Brief 1
Could you print the passage of the Eurovision text below that begins at the words "Last night, the" and stops after the words "the anti-CO2-flavored environmentalism."?
═══ Text ═══
Last night, about 200 million viewers in the world were watching the Eurovision Song Contest. This huge number sounds utterly incomprehensible to most Czechs. Last year, when a would-be transvestite Conchita Wurst won, the Czech TVs didn't air the contest at all. This year, people could watch it on an obscure Art Public TV channel, and 1% of the Czech population (100,000) did it.

The contest is often semi-jokingly dubbed the most successful result of the European integration and unification. And various Czech journalists compare it to the summits of the European Union. It's boring, dull, each country of Europe (including Australia) has a representative, all of them try to search for the universal common denominator of likability, almost everyone tries to be as close to the average as possible, and if someone is just a little bit further from that, he is disproportionately celebrated for his or her "courage".

And everyone seems to be dead serious about the contest. No irony or jokes can be found anywhere. Just like an EU summit.




Last night, the musicians competed in Vienna, Austria. A Swedish guy won, followed by Ms Polina Gagarina of Russia. I have also watched the Italian bronze model winner (unusually depressive for an Italian) and a female truck of Serbia (a beauty that never lies, it always rolls). The event is a template for political correctness by its efforts to "unify" Europe and give a chance to all sorts of "minorities". (The transvestite who won in 2014 wasn't even real; it was a childish drag act.) But in 2015, they brought another fad popular among the stupidest consumers of the EU mass culture: the anti-CO2-flavored environmentalism.
═══ Information supplied ═══
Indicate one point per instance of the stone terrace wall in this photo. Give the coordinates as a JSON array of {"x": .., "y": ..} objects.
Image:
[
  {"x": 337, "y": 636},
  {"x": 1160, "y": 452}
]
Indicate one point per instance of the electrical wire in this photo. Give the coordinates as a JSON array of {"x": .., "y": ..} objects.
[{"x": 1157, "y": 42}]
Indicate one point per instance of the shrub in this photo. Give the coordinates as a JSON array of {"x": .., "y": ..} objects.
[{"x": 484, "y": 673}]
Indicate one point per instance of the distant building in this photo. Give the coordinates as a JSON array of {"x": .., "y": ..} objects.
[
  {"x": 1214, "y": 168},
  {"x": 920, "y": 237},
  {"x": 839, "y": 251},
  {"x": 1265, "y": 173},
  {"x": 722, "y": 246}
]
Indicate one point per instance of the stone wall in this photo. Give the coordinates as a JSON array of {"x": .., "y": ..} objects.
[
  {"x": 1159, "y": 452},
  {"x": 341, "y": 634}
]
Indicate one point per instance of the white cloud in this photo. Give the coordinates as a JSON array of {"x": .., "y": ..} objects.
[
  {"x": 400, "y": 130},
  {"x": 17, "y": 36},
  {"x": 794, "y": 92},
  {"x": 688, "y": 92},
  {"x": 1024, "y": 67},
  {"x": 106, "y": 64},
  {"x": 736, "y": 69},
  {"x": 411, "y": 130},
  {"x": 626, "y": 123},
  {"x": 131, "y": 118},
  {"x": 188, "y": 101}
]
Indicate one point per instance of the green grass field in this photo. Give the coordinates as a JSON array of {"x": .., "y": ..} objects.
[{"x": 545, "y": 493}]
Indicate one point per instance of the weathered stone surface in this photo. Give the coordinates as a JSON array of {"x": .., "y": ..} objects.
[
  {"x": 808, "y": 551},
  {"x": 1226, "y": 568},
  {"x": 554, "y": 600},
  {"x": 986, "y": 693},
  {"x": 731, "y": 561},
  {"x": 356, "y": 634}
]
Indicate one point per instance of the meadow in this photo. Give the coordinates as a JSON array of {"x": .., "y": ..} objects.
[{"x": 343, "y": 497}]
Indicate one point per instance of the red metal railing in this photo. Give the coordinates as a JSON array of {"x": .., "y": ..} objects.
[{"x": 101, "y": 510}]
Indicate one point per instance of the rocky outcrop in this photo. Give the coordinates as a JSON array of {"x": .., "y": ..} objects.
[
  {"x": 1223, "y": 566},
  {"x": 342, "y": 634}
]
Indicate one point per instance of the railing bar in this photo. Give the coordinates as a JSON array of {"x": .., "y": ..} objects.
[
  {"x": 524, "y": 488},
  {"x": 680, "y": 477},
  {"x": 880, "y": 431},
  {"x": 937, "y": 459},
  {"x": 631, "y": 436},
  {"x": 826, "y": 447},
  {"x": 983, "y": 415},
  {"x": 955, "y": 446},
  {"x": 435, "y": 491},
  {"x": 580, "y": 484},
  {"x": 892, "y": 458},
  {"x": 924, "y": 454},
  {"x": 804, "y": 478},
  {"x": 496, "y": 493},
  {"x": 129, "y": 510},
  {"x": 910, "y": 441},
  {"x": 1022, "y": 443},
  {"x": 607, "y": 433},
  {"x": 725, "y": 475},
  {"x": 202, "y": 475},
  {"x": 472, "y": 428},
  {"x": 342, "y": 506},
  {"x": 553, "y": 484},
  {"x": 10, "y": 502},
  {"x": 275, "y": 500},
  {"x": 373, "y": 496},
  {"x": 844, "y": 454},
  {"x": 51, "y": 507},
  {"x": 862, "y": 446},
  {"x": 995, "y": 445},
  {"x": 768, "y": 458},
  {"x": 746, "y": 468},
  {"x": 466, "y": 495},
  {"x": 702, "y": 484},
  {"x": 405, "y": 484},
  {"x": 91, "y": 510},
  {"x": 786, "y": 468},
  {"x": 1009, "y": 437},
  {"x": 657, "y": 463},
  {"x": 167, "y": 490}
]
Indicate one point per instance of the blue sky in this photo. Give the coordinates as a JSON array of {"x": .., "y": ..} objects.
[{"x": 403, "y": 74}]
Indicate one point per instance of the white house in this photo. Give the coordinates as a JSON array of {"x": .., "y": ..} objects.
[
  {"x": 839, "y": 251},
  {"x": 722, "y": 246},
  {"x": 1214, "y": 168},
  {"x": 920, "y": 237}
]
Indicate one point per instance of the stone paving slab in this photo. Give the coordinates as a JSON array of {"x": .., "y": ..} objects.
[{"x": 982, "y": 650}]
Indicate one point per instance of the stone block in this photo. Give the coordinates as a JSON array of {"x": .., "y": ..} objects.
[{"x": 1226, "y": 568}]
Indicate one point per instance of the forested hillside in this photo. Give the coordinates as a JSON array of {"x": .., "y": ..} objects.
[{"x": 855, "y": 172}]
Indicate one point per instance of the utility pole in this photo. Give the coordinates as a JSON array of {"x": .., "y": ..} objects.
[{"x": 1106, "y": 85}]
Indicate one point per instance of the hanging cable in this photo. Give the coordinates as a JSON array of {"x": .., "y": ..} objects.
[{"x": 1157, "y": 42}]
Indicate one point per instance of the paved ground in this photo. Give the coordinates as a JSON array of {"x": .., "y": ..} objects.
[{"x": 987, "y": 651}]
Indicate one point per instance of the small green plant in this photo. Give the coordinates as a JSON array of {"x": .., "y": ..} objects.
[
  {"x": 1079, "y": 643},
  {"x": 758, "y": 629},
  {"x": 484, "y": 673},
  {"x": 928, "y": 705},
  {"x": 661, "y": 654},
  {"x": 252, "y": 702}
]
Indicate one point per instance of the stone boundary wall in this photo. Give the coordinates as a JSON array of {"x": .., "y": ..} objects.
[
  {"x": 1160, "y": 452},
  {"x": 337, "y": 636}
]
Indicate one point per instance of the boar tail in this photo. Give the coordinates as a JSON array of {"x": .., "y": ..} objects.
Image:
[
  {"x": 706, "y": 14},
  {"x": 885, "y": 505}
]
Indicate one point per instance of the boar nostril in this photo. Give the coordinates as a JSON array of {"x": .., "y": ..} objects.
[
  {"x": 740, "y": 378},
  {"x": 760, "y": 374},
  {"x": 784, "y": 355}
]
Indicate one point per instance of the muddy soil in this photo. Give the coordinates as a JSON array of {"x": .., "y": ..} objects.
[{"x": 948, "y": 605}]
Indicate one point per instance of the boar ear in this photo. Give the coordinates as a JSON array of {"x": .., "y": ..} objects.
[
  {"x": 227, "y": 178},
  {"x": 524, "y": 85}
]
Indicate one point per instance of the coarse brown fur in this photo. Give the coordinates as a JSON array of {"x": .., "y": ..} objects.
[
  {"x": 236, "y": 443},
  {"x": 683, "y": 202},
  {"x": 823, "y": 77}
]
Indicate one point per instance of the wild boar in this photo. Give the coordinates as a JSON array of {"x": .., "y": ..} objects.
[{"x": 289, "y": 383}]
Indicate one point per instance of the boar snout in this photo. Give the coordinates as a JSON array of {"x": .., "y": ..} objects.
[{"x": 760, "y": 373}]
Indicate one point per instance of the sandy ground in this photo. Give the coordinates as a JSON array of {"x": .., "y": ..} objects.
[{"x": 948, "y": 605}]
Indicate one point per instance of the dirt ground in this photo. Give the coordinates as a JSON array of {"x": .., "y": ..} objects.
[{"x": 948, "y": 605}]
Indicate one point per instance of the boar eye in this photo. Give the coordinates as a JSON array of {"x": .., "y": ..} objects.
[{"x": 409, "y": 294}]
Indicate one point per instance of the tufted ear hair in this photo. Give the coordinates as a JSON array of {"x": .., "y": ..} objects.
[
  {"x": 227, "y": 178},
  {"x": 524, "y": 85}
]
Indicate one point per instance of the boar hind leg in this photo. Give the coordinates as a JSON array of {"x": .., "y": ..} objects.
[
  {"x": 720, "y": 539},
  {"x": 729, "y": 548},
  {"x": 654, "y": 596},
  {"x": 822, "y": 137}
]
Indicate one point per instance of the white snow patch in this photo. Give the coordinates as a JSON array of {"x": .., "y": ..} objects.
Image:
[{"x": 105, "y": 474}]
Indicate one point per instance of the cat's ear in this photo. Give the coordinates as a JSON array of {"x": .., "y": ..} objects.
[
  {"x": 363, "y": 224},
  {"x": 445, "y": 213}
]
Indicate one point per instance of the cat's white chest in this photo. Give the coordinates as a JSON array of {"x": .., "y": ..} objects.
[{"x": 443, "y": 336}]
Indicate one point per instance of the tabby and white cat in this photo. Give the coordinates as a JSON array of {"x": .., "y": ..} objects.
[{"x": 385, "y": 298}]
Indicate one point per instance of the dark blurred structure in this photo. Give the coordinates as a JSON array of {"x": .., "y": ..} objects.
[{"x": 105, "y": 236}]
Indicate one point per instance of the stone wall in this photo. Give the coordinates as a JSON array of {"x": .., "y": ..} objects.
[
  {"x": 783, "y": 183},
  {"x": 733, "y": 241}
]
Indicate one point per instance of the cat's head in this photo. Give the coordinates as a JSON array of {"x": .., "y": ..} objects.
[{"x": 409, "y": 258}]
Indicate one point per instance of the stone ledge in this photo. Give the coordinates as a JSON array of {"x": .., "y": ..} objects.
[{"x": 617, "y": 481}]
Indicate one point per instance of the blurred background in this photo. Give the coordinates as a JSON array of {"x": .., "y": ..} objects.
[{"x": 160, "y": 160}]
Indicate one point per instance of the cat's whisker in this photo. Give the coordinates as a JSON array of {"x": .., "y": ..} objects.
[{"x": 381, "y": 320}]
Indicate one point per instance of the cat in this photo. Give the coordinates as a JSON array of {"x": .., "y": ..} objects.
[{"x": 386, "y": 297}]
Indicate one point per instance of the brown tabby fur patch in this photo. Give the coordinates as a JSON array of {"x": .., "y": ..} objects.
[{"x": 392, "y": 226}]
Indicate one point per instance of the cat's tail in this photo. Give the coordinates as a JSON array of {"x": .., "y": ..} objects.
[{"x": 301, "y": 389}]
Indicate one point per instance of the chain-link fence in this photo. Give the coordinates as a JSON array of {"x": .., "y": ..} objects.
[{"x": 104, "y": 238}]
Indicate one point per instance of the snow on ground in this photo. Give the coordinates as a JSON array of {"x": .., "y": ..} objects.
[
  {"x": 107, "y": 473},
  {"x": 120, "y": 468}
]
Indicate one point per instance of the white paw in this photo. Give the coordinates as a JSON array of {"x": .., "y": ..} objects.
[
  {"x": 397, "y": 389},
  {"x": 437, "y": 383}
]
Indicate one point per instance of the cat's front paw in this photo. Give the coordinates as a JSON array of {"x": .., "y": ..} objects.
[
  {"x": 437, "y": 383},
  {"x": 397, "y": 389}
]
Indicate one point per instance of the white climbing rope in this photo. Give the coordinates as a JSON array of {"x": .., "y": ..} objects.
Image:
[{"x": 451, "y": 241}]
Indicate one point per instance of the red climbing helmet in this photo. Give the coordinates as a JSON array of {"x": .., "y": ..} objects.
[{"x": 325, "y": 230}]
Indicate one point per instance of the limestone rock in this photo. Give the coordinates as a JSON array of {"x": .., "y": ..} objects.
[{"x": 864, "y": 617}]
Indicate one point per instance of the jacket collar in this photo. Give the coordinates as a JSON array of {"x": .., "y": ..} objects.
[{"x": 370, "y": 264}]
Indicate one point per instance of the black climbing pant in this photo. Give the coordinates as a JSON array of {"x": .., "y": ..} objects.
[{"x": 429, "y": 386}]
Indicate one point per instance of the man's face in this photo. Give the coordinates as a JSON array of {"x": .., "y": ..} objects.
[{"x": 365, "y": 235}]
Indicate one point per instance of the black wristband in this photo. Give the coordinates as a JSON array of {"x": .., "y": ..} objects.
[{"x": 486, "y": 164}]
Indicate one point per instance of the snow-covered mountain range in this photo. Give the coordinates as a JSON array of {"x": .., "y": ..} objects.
═══
Brief 2
Which lines in the records above contain the string "black"? Return every such line in full.

Task solution 1
Last night, the musicians competed in Vienna, Austria. A Swedish guy won, followed by Ms Polina Gagarina of Russia. I have also watched the Italian bronze model winner (unusually depressive for an Italian) and a female truck of Serbia (a beauty that never lies, it always rolls). The event is a template for political correctness by its efforts to "unify" Europe and give a chance to all sorts of "minorities". (The transvestite who won in 2014 wasn't even real; it was a childish drag act.) But in 2015, they brought another fad popular among the stupidest consumers of the EU mass culture: the anti-CO2-flavored environmentalism.

Task solution 2
Indicate one point per instance of the black climbing pant in this photo. Give the coordinates as a JSON array of {"x": .., "y": ..} objects.
Indicate one point per instance of the black wristband in this photo. Give the coordinates as a JSON array of {"x": .., "y": ..} objects.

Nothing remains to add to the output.